[Point-based annotation data]
┏━━
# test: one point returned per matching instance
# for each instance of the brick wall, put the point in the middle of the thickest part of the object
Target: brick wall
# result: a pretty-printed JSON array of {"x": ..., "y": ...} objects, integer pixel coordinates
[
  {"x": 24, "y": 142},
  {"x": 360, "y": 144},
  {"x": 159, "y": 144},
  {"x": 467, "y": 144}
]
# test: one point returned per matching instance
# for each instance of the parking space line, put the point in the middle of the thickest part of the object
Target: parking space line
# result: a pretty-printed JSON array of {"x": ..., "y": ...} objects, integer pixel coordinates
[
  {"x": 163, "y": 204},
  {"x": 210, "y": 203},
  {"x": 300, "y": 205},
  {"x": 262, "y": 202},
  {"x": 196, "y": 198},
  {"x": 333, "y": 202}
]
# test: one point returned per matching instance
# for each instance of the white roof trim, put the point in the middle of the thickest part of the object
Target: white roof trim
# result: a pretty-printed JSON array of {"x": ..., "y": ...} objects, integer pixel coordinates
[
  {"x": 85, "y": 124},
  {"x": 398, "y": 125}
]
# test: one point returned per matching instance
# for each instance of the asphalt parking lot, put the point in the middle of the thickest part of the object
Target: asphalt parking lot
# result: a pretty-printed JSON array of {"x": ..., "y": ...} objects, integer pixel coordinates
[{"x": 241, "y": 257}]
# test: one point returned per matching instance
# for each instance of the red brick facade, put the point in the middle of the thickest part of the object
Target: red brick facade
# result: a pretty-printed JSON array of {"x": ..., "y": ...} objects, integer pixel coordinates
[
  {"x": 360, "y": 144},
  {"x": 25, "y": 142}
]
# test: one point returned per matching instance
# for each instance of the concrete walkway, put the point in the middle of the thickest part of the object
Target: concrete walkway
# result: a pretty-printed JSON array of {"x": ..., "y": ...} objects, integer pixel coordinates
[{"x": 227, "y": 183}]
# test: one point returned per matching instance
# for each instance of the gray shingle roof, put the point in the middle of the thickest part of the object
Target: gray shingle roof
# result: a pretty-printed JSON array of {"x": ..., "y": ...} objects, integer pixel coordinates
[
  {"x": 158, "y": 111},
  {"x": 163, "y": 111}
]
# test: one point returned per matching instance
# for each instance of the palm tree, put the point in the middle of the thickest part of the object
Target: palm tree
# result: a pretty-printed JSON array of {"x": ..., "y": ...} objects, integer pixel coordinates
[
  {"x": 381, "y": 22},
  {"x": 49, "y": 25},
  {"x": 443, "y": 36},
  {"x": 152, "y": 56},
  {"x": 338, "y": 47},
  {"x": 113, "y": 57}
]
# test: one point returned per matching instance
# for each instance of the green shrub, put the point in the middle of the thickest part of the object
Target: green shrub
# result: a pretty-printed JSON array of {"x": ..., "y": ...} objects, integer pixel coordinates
┗━━
-- Instructions to follow --
Set down the listing in full, keeping every word exactly as it is.

-- The output --
# test: one point returned per matching instance
# for each instance of the brick wall, put the point in the middle of the thickest part of the object
Target: brick wall
# result: a pretty-printed JSON array of {"x": ..., "y": ...} objects, integer pixel coordinates
[
  {"x": 24, "y": 142},
  {"x": 360, "y": 144},
  {"x": 159, "y": 144},
  {"x": 467, "y": 144}
]
# test: one point returned per matching instance
# for each instance of the parking space line, put the point in the middle of the thickest part of the object
Target: parking space line
# result: a pretty-printed JSON array of {"x": ..., "y": ...} objects, integer pixel coordinates
[
  {"x": 163, "y": 204},
  {"x": 210, "y": 203},
  {"x": 300, "y": 205},
  {"x": 262, "y": 202},
  {"x": 196, "y": 198},
  {"x": 333, "y": 202}
]
# test: one point returned per matching instance
# for each instance of the white roof trim, put the point in the middle of the thickest part of the object
Target: white roof trim
# result: a pretty-printed JSON array of {"x": ..., "y": ...} objects, integer pixel coordinates
[
  {"x": 85, "y": 124},
  {"x": 398, "y": 125}
]
# test: one point returned per matching instance
# for each instance of the asphalt parking lot, put the point in the middle of the thickest part of the object
Target: asphalt parking lot
# result: a pretty-printed JSON array of {"x": ..., "y": ...} objects, integer pixel coordinates
[{"x": 241, "y": 257}]
# test: one point returned per matching instance
# for each instance of the red brick facade, put the point in the middle of the thickest part of the object
Target: red brick facade
# result: a pretty-printed JSON array of {"x": ..., "y": ...} objects, integer pixel coordinates
[
  {"x": 360, "y": 144},
  {"x": 25, "y": 142}
]
# test: one point returned per matching instance
# for each instance of the concrete walkway, put the point in the middle of the thickest part of the object
Target: concrete walkway
# result: a pretty-printed JSON array of {"x": ..., "y": ...} objects, integer pixel coordinates
[{"x": 227, "y": 183}]
# test: one point returned per matching instance
# for each instance of the gray shingle roof, put the point in the middle of the thickest part of the object
Target: gray shingle roof
# result: a pretty-printed JSON array of {"x": ..., "y": ...} objects, integer pixel coordinates
[
  {"x": 158, "y": 111},
  {"x": 163, "y": 111}
]
# test: one point returned per matching instance
# for each instance of the palm tree, put the point in the middle of the thickest part of the object
Target: palm tree
# result: a pretty-printed JSON array of {"x": ..., "y": ...} objects, integer pixel coordinates
[
  {"x": 381, "y": 22},
  {"x": 49, "y": 25},
  {"x": 443, "y": 36},
  {"x": 152, "y": 56},
  {"x": 338, "y": 47},
  {"x": 113, "y": 57}
]
# test: one point returned per matching instance
# for each instance of the green shrub, put the point in the middle of the thickest part of the object
Target: green shrub
# result: a pretty-printed JSON array of {"x": ..., "y": ...} objects, integer pixel coordinates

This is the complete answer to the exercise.